··· RECORDS PROVIDED ···

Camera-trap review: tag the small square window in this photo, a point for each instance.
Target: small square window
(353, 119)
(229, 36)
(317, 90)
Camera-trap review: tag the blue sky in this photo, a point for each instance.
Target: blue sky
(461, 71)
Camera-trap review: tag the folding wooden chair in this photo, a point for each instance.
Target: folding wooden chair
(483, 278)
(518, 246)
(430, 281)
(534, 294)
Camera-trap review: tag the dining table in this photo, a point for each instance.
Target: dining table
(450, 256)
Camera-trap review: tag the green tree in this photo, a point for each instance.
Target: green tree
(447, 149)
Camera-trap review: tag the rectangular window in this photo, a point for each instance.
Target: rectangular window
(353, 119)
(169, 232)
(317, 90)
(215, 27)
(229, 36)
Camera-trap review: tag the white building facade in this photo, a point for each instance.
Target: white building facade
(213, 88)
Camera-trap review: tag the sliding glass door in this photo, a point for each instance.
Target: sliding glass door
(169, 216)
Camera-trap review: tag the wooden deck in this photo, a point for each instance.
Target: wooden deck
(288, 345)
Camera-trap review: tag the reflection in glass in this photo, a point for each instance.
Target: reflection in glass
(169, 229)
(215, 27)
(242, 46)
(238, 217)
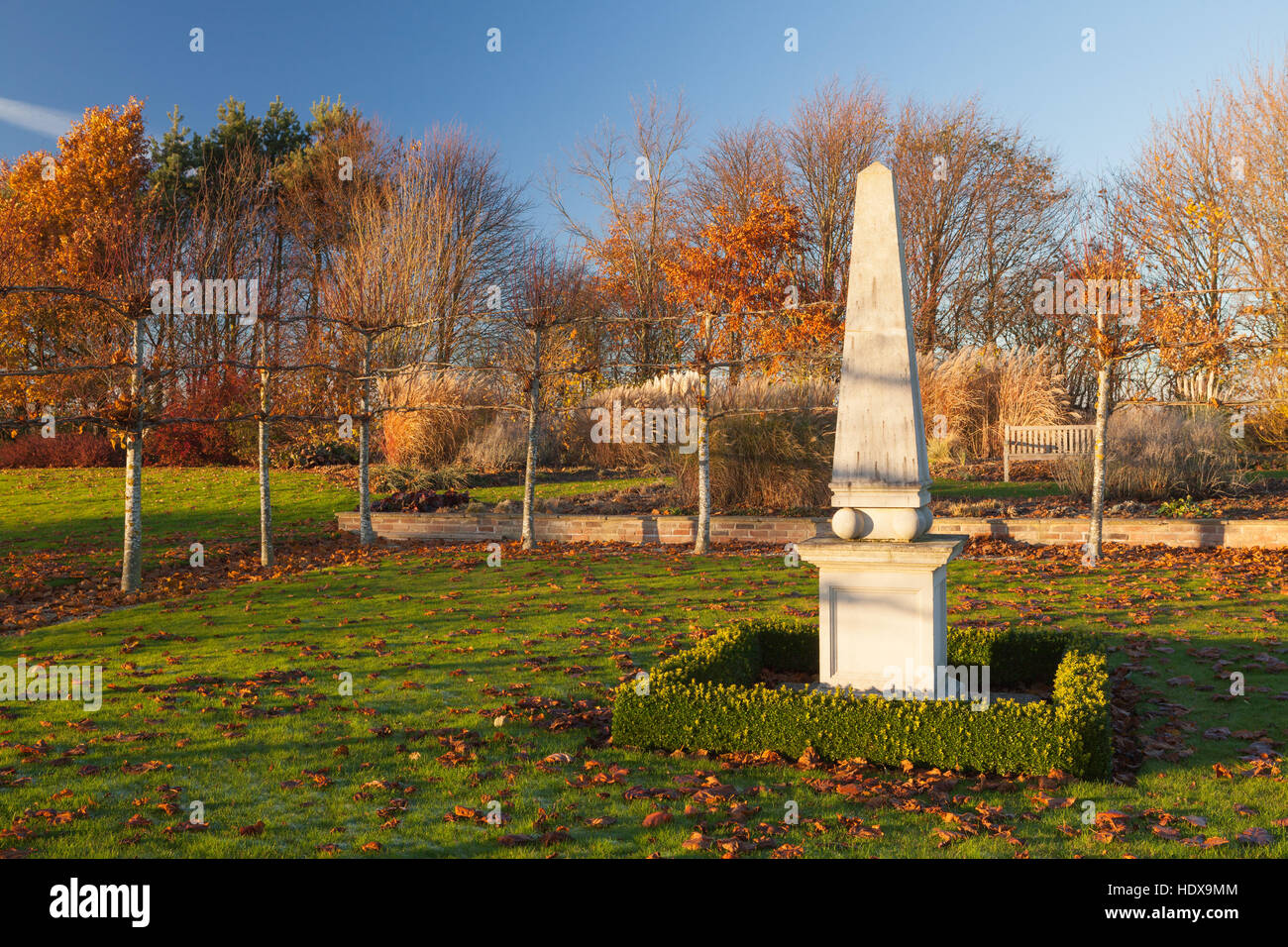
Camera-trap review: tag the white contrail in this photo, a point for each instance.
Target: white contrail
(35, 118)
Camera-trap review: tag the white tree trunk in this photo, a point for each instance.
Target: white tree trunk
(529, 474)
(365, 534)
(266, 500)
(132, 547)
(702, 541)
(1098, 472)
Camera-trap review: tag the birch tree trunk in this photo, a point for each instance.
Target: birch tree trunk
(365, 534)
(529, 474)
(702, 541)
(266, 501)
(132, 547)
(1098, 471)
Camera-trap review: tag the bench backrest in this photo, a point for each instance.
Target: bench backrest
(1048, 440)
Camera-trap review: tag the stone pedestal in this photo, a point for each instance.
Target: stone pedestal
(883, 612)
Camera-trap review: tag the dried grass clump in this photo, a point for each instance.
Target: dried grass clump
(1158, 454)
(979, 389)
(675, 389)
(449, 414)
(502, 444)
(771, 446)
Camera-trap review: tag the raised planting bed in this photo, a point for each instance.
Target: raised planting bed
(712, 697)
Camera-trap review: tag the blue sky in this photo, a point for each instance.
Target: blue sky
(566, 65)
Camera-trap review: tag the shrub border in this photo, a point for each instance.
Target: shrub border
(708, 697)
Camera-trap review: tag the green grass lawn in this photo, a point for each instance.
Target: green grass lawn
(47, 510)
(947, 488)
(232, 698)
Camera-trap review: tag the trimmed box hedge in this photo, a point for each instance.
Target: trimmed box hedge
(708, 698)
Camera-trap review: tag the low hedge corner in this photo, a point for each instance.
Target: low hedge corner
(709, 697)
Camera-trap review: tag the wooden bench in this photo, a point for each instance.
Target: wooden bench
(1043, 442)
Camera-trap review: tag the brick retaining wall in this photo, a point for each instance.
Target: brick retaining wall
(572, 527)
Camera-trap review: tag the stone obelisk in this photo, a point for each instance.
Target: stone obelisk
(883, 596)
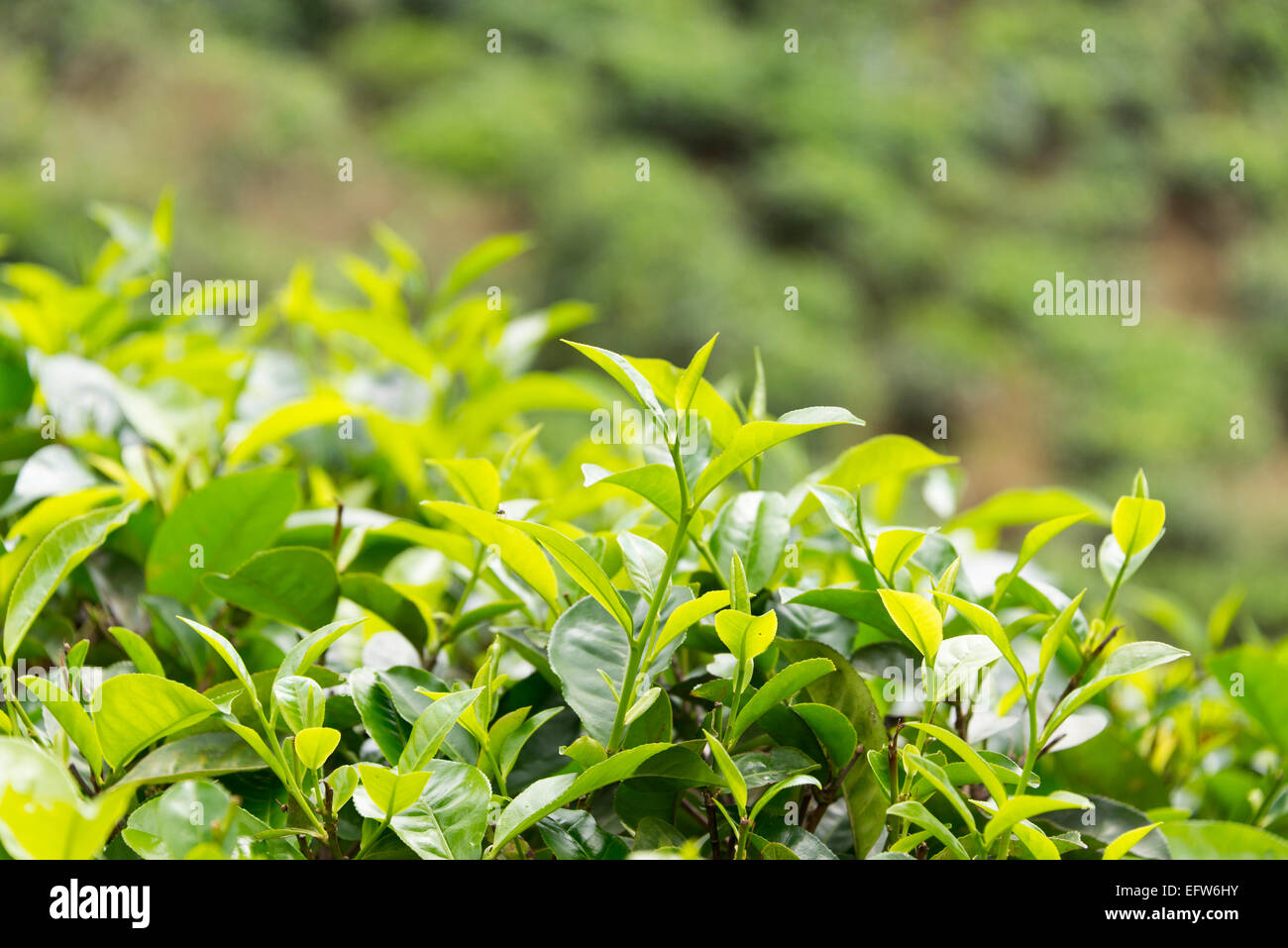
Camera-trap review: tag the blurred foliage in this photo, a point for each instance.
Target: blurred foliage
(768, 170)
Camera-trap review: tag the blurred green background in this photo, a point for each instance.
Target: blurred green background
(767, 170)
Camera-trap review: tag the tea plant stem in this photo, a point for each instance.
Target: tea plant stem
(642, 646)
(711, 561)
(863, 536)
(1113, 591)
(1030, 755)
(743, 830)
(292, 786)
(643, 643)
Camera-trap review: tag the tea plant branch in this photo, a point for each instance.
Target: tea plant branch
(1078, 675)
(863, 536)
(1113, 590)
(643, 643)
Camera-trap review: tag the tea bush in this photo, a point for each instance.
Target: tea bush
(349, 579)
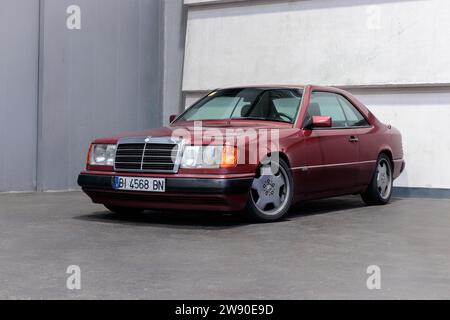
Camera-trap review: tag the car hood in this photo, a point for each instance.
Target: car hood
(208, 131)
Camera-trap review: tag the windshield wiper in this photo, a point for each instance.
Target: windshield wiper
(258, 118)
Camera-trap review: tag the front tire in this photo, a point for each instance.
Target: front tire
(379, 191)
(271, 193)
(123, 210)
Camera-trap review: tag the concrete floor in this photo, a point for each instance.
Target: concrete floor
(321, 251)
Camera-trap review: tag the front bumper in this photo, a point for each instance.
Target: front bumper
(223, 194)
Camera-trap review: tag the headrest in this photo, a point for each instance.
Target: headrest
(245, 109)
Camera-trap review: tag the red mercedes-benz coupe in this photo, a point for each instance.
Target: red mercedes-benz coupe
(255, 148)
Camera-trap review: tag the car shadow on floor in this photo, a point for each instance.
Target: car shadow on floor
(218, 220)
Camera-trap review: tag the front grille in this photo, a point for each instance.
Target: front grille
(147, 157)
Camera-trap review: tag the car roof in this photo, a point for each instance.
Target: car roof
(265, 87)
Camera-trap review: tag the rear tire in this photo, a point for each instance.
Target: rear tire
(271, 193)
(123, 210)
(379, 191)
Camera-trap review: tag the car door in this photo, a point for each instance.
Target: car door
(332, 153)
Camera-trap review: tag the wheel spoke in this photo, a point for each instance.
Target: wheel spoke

···

WORK TO DO —
Rewrite all of the items above, putting "Scene annotation" in place of each "Camera-trap review" and leaving everything else as it is. Omit the pictures from your answer.

EXERCISE RESULT —
Scene annotation: tag the small square window in this photo, a point for each instance.
Target: small square window
(353, 119)
(229, 36)
(317, 90)
Scene annotation: tag the blue sky in this photo, a point for each instance.
Target: blue sky
(461, 71)
Scene annotation: tag the folding wooden chair in this photo, a point for each instance.
Target: folding wooden chair
(483, 278)
(518, 246)
(430, 281)
(534, 294)
Scene annotation: tag the dining table in this photo, a point for each instance.
Target: dining table
(450, 256)
Scene annotation: tag the green tree in this photo, a point for each instance.
Target: green tree
(447, 149)
Scene annotation: tag the rectangular window in this photo, a point for each instance.
Target: rectangular window
(353, 119)
(169, 232)
(317, 90)
(215, 27)
(229, 36)
Scene annotation: tag the white building facade in this photo, a point for each instance.
Target: white building facade
(213, 88)
Scene annotation: tag the sliding glass door in this photo, a point for each instance.
Target: sliding glass door
(169, 216)
Scene annotation: tag the wooden deck in this photo, a point for each instance.
Target: wooden deck
(288, 345)
Scene annotation: tag the reflection in glass in this photo, a point for each instance.
Target: reflection in glass
(169, 229)
(215, 27)
(242, 46)
(238, 217)
Scene annotation: tag the white contrail in this photo, a point for each instance.
Target: white contrail
(35, 118)
Scene annotation: tag the white tree trunk in this photo, a point for each instance.
Target: white tree trunk
(529, 474)
(365, 534)
(266, 500)
(132, 547)
(702, 541)
(1098, 472)
Scene annotation: tag the birch tree trunk in this photo, a point for each instance.
Target: birch tree trunk
(365, 534)
(529, 474)
(702, 541)
(266, 501)
(132, 547)
(1098, 471)
Scene annotation: tag the bench backrest in this photo, a point for each instance.
Target: bench backrest
(1048, 440)
Scene annotation: tag the stone pedestal in this photo, a point for each instance.
Target: stone pedestal
(883, 612)
Scene annotation: tag the dried grass clump in this photo, a point for each instance.
Target: dried grass clump
(1158, 454)
(979, 389)
(675, 389)
(449, 414)
(502, 444)
(771, 446)
Scene annotation: tag the raised planting bed in this photo, a point for each instance.
Target: raised planting bed
(712, 697)
Scene annotation: tag the blue sky in this photo, a point for each instance.
Target: blue sky
(566, 65)
Scene annotation: tag the shrub border in this photo, a point for each instance.
Target: shrub border
(708, 697)
Scene annotation: tag the green grass lawn in this photo, a point for each instance.
Target: green grass lawn
(47, 510)
(947, 488)
(232, 698)
Scene annotation: tag the trimmed box hedge in this photo, a point for each instance.
Target: trimmed box hedge
(708, 698)
Scene annotation: tag the low hedge corner in this photo, a point for each instance.
Target: low hedge corner
(709, 697)
Scene annotation: tag the wooden bench in this photo, a point for each instance.
Target: wooden bench
(1043, 442)
Scene annotation: tag the brick retaining wall in this photo, a point for each instance.
Target: brick retaining wall
(572, 527)
Scene annotation: tag the stone obelisk in this photo, a point for each instance.
Target: stone obelisk
(883, 596)
Scene annotation: tag the blurred foliage in this photo, a point for each instance.
Target: blurred foliage
(768, 170)
Scene annotation: tag the blurred green background in this photo, a point for each instance.
Target: blurred green background
(767, 170)
Scene annotation: tag the tea plant stem in this photo, a point for each instance.
Target: tea plant stem
(642, 646)
(711, 561)
(863, 536)
(1113, 591)
(1030, 755)
(743, 830)
(292, 786)
(643, 643)
Scene annotation: tag the tea plant branch in this photo, a point for each instance.
Target: tea plant branch
(1078, 675)
(863, 536)
(1113, 590)
(643, 643)
Scene annotation: tag the tea bush in this photo, a point for each instance.
Target: tea bush
(349, 579)
Scene annotation: tag the car hood in this photo, a point for each instance.
Target: car hood
(208, 131)
Scene annotation: tag the windshield wiper in this photo, a point for each instance.
Target: windshield wiper
(258, 118)
Scene annotation: tag the front tire in this photo, a point for each instance.
Target: front tire
(379, 191)
(271, 193)
(123, 210)
Scene annotation: tag the concrete floor in this photo, a point for each instance.
Target: concrete floor
(321, 251)
Scene annotation: tag the front bumper in this photo, a point for each instance.
Target: front bumper
(223, 194)
Scene annotation: tag the headrest in this photo, a point for each instance.
Target: headrest
(245, 109)
Scene annotation: tag the red mercedes-benz coupe in this photo, a point for each instance.
Target: red mercedes-benz coupe
(255, 148)
Scene annotation: tag the car shadow on floor in this photo, a point for each instance.
Target: car shadow on floor
(218, 220)
Scene annotation: tag the front grille in this photo, a point for each instance.
Target: front grille
(147, 157)
Scene annotation: tag the car roof in this photo, a point for each instance.
Target: car roof
(265, 87)
Scene annotation: tag the rear tire in this photo, a point for each instance.
Target: rear tire
(271, 193)
(123, 210)
(379, 191)
Scene annotation: tag the car door in this photo, a point for each instance.
Target: car door
(332, 153)
Scene annotation: tag the wheel spoke in this photo, a point for each instance.
Target: wheel spoke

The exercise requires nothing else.